<<<<
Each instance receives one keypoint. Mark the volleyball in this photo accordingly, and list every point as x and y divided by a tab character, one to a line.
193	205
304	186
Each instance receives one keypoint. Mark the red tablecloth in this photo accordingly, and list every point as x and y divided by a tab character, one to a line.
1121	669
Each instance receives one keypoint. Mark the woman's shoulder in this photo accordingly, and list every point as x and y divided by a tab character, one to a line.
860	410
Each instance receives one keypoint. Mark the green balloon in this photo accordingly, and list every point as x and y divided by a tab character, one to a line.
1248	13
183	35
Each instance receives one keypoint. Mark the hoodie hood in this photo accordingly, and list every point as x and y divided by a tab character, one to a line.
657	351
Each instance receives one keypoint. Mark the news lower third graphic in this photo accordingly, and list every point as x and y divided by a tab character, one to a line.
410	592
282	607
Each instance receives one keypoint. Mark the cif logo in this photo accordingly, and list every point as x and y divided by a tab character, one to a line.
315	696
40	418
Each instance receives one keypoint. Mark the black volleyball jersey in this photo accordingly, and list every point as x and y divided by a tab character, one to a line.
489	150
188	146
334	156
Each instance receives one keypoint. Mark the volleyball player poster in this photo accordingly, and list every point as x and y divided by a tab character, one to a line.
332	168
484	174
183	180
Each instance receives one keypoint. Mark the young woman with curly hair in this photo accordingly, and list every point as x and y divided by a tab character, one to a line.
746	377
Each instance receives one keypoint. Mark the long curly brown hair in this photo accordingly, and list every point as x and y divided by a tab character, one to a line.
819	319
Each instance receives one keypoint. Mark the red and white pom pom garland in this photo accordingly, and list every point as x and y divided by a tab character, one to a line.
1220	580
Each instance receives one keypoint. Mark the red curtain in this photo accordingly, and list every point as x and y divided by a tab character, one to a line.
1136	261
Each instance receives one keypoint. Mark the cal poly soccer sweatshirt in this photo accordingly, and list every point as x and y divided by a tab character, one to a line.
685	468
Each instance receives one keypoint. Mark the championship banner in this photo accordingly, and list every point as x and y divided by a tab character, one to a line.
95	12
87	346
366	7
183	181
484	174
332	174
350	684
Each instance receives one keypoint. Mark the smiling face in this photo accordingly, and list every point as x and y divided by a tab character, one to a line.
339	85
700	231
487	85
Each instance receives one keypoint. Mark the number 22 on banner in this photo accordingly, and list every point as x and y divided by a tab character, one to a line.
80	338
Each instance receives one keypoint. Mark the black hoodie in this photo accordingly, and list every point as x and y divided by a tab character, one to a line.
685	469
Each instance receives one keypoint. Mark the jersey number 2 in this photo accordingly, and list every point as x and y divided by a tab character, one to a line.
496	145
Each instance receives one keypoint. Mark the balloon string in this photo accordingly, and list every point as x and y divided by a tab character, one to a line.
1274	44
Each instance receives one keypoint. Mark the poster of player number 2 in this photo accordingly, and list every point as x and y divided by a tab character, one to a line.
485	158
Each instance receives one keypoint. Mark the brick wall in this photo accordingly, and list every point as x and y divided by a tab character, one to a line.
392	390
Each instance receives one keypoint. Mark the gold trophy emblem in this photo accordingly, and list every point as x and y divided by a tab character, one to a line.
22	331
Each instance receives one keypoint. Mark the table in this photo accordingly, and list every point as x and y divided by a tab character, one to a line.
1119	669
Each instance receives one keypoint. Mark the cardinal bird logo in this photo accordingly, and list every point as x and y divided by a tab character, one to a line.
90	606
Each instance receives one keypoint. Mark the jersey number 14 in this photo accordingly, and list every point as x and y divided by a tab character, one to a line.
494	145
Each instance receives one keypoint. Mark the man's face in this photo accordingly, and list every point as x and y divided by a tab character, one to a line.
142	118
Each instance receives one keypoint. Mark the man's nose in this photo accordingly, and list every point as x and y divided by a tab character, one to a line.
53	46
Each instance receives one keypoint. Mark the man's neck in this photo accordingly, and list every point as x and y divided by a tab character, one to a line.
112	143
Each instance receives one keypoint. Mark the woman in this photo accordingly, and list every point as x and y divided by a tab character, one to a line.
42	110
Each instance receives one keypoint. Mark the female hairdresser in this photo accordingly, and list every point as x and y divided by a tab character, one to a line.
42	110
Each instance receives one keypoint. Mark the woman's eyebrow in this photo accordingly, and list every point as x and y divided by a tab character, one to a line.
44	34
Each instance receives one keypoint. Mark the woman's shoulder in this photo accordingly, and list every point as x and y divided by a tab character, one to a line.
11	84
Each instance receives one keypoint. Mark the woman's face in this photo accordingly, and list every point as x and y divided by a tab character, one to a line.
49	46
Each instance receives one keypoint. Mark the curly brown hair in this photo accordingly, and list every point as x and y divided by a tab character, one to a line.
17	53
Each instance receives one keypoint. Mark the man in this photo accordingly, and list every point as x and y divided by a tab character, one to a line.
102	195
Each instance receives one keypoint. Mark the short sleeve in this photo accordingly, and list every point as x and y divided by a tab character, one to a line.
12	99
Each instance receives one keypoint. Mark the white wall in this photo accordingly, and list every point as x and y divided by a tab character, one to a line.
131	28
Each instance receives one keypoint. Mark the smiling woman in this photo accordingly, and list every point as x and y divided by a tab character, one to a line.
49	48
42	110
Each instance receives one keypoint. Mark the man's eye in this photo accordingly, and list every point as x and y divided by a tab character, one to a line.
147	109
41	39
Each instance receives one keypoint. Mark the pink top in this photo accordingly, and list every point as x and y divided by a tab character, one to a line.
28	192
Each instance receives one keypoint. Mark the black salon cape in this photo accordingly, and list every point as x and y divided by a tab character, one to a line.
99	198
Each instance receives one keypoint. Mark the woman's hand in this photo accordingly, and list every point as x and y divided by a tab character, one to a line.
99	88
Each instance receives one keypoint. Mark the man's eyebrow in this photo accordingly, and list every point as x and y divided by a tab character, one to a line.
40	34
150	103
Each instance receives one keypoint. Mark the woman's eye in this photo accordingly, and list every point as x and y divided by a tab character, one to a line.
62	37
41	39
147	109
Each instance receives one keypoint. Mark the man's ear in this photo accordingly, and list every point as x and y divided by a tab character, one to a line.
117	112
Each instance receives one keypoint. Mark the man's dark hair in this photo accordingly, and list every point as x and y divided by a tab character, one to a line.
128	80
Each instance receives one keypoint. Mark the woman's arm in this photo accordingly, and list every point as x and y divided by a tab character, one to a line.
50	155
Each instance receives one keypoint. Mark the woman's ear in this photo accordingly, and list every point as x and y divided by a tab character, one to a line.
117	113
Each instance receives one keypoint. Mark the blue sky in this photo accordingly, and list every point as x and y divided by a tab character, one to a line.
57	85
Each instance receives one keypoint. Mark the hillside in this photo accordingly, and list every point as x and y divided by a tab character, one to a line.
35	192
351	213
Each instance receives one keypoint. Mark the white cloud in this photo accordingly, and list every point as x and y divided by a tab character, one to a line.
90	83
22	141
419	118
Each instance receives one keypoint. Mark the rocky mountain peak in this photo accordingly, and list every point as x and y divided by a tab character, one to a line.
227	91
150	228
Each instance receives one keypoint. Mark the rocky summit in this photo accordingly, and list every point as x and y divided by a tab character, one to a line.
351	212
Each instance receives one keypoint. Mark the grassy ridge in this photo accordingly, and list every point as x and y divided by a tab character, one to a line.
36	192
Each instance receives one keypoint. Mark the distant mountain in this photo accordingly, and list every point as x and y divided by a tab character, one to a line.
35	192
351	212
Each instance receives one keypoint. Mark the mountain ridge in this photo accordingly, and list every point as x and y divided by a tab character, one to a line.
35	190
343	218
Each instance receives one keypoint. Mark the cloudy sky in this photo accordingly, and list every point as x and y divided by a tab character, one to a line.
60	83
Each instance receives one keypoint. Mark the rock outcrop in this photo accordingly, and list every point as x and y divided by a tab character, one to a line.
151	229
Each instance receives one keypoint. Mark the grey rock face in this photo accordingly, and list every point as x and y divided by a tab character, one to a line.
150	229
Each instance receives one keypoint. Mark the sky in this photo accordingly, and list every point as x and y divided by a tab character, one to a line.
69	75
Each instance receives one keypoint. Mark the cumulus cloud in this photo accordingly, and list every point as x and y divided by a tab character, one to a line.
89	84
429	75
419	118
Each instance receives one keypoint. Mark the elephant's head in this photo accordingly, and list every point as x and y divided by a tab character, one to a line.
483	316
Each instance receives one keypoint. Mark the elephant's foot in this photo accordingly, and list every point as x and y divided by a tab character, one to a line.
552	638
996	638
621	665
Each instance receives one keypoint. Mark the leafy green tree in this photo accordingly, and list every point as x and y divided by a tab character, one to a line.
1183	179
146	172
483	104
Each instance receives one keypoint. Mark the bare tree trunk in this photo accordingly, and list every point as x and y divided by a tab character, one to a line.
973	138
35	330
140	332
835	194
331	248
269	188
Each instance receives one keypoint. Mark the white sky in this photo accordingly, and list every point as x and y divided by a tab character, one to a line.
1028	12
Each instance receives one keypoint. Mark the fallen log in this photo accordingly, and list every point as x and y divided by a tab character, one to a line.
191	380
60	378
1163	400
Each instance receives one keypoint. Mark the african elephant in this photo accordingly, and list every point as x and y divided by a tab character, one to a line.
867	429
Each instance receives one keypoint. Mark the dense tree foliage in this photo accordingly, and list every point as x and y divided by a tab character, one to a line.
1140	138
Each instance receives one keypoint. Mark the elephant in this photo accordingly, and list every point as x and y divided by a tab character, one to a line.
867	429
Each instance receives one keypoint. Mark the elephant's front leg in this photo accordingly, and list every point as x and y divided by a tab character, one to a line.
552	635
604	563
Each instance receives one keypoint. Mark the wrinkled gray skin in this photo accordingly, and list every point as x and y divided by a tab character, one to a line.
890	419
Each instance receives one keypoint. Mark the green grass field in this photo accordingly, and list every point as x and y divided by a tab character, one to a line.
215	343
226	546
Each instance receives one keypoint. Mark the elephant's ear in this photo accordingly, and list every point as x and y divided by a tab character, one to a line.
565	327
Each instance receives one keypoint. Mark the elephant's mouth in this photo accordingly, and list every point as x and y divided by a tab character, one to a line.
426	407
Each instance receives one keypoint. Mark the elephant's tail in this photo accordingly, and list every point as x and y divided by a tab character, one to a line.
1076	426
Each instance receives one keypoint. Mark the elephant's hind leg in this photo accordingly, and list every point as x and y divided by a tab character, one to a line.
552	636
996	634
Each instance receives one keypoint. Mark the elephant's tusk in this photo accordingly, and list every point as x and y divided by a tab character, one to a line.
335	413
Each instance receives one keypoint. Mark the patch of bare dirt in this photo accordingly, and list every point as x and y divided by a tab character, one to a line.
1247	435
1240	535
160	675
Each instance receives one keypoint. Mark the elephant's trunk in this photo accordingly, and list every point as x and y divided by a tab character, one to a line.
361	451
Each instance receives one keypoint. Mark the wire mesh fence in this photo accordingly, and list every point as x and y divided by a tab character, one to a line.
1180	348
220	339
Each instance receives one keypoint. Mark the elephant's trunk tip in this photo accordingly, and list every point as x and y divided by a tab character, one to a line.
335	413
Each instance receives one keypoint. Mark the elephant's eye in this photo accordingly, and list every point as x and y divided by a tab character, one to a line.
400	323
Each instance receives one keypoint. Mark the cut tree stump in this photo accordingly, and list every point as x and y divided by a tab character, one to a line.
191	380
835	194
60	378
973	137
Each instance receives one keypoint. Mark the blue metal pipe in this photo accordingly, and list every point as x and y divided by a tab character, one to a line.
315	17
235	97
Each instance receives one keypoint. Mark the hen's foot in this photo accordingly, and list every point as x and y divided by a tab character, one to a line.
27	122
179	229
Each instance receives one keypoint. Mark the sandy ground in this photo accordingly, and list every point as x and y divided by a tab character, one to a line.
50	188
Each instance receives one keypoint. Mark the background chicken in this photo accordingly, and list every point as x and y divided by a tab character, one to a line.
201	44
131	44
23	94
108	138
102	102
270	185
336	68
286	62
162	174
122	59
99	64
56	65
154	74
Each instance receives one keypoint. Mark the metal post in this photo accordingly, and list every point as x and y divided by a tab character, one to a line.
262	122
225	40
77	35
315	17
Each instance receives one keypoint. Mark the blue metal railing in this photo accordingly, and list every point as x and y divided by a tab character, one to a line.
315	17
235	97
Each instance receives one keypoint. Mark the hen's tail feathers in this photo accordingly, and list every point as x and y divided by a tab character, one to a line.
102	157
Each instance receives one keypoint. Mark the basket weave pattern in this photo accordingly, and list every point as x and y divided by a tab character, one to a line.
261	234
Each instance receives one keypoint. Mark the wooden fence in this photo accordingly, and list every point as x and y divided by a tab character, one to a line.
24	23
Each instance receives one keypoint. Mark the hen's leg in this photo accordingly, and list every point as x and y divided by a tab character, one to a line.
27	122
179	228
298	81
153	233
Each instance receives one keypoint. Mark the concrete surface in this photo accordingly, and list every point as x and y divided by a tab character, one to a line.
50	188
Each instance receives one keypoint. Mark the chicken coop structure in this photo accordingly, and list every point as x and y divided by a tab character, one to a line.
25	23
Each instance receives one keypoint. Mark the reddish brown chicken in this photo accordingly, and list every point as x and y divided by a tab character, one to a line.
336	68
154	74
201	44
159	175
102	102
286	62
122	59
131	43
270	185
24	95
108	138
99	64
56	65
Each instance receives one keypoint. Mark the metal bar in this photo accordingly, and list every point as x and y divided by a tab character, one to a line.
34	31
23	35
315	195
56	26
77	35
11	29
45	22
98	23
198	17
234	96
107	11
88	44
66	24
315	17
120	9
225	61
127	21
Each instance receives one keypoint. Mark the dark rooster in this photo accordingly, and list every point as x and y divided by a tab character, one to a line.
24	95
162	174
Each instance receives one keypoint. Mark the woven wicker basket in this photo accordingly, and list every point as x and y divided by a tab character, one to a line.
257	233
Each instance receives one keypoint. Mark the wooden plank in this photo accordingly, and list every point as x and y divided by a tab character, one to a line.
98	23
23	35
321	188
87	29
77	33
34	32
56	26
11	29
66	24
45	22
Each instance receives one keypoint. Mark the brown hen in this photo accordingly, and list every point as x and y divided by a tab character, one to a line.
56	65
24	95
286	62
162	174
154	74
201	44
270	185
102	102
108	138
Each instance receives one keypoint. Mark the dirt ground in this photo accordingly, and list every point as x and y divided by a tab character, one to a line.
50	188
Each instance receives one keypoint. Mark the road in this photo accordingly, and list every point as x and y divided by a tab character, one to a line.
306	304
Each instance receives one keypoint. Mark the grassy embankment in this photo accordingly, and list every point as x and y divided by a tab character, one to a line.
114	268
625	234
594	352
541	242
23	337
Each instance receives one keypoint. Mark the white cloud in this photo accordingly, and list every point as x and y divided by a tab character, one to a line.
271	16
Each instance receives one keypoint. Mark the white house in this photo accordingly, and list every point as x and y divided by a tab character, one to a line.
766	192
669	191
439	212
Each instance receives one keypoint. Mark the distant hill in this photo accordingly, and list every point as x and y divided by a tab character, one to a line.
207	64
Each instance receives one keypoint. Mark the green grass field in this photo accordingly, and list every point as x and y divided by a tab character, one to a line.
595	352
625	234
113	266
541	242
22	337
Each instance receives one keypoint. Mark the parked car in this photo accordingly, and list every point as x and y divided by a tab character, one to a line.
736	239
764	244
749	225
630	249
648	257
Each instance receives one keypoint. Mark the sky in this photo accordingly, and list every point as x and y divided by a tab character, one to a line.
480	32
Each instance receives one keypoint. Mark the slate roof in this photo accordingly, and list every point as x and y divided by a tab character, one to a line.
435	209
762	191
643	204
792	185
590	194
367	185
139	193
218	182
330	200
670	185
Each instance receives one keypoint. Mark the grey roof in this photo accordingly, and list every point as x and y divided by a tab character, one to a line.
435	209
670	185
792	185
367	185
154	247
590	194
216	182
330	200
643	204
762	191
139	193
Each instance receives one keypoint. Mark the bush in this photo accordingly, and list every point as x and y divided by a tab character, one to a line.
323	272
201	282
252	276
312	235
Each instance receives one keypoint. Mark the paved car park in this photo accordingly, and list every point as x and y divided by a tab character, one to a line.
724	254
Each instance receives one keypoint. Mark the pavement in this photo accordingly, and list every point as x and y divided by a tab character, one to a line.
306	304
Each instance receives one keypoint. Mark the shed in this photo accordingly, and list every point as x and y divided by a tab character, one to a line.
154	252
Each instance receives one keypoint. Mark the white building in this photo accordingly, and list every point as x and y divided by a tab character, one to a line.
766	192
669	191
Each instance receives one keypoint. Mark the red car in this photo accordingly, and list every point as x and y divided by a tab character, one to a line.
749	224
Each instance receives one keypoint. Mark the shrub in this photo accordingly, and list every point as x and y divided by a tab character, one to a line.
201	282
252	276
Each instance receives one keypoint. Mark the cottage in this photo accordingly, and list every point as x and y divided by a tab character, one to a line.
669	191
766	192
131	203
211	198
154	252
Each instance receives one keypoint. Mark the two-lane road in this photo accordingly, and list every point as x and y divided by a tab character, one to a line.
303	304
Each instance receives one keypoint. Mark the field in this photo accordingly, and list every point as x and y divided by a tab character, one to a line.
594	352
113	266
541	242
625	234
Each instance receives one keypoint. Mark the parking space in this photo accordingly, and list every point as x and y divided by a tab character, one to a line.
>>>>
▸ **The task**
What should appear is an exact copy of the lines from the one with "Each instance receives one keypoint. Mark the field" through the end of the entries above, ends included, and no other text.

▸ **Your response**
Each instance receives one keypoint. Mark the field in this photo accordingly, and list every point as x and y divided by a tab character, one to a line.
594	352
113	266
541	242
625	234
Each instance receives one keypoint. Mark the parking space in this photo accordingly, and list every point as x and y divided by a tab character, one to a line.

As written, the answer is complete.